* WHAT YOU ARE ASKED TO DO: The job is to find each line of the records below that includes the word "compound" and copy it.

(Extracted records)
....

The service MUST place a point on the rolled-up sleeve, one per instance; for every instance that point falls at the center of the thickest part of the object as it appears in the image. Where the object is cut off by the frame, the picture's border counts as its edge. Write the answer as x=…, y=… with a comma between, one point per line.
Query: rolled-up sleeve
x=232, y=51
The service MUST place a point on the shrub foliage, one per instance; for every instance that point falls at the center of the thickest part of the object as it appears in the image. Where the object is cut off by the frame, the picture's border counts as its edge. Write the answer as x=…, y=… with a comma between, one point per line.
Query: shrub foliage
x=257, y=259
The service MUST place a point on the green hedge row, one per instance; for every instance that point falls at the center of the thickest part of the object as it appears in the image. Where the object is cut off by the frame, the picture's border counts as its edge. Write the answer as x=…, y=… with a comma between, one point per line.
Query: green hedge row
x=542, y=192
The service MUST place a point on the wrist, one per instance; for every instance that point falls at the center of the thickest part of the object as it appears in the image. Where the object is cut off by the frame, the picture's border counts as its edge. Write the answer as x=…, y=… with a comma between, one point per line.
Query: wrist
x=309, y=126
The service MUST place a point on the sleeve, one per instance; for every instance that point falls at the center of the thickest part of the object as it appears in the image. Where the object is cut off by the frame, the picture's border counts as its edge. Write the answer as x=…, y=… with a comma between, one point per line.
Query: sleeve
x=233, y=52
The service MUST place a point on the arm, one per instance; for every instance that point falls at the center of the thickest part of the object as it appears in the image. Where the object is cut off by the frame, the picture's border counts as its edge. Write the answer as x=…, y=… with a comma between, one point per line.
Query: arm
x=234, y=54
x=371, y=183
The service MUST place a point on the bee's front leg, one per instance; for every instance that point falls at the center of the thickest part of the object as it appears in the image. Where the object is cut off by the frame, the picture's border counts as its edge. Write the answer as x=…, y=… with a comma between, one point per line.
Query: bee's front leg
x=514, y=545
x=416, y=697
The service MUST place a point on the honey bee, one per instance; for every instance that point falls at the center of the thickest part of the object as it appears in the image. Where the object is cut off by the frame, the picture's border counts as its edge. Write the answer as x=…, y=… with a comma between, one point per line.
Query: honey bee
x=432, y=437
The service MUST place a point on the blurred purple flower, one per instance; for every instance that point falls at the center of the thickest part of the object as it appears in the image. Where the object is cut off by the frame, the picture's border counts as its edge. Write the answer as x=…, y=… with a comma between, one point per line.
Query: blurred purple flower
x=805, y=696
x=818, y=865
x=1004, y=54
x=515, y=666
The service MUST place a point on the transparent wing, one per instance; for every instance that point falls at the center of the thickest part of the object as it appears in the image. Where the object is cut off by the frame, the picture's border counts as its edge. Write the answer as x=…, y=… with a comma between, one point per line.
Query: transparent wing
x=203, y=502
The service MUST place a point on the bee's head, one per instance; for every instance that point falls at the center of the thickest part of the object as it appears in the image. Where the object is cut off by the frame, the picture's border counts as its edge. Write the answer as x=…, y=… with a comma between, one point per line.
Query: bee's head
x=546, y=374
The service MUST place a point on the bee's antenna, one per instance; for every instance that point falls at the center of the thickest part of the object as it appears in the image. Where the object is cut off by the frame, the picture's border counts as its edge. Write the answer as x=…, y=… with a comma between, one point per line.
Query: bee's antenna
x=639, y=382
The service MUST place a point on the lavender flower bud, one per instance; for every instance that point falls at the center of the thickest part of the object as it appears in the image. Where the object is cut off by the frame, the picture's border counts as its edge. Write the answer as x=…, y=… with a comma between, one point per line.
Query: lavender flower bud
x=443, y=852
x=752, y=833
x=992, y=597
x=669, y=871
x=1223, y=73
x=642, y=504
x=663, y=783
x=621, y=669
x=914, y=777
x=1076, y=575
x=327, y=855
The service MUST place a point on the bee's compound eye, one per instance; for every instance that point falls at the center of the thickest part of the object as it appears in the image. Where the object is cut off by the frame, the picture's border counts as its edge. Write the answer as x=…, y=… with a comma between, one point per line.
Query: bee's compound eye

....

* SOLUTION TO THE PROBLEM:
The service MUST place a point on the bee's compound eye, one per instance; for every instance that point falls at the center of the thickest part of the object as it appears in the image. Where the object is cut off by the frame, the picture's border counts as its edge. Write the answer as x=…, y=… with a comma between, one point per line.
Query: bee's compound eye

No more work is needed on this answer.